++++ INPUT MATERIAL

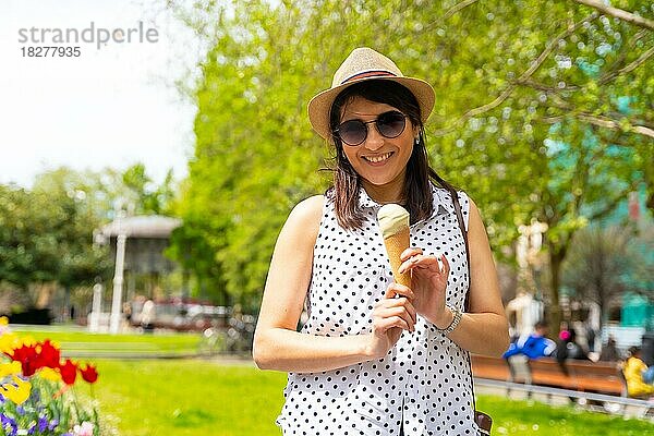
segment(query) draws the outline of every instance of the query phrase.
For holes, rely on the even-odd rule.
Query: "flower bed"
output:
[[[0,435],[99,436],[97,409],[80,401],[75,383],[92,386],[96,367],[61,359],[49,339],[35,341],[9,329],[0,317]]]

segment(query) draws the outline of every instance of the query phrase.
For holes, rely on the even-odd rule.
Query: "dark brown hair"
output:
[[[404,86],[391,81],[371,80],[349,86],[336,97],[334,105],[331,105],[329,125],[332,132],[340,123],[343,108],[354,97],[392,106],[409,117],[411,124],[419,128],[419,141],[414,143],[411,157],[407,162],[403,195],[405,204],[403,206],[411,216],[411,223],[429,218],[434,213],[429,179],[436,182],[437,185],[448,190],[452,195],[456,195],[456,191],[452,185],[443,180],[429,167],[420,106],[415,97]],[[359,206],[361,177],[350,165],[343,152],[343,144],[338,135],[332,134],[331,141],[336,147],[336,165],[332,170],[334,187],[331,190],[335,197],[336,218],[344,229],[361,229],[365,220],[363,210]]]

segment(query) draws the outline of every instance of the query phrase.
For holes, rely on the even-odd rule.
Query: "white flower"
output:
[[[93,436],[93,424],[84,421],[82,425],[75,425],[73,427],[73,435],[75,436]]]

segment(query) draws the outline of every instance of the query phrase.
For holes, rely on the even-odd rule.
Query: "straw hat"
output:
[[[404,77],[398,65],[372,48],[355,48],[334,74],[331,87],[323,90],[308,102],[308,121],[325,140],[331,137],[329,112],[336,97],[348,86],[370,80],[397,82],[407,87],[420,105],[424,123],[434,108],[434,88],[420,78]]]

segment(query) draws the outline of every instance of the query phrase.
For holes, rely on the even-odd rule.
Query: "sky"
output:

++++++++

## EXERCISE AIM
Report every line in the items that contains the string "flower". Case counts.

## RESPONSE
Query: "flower bed"
Query: "white flower"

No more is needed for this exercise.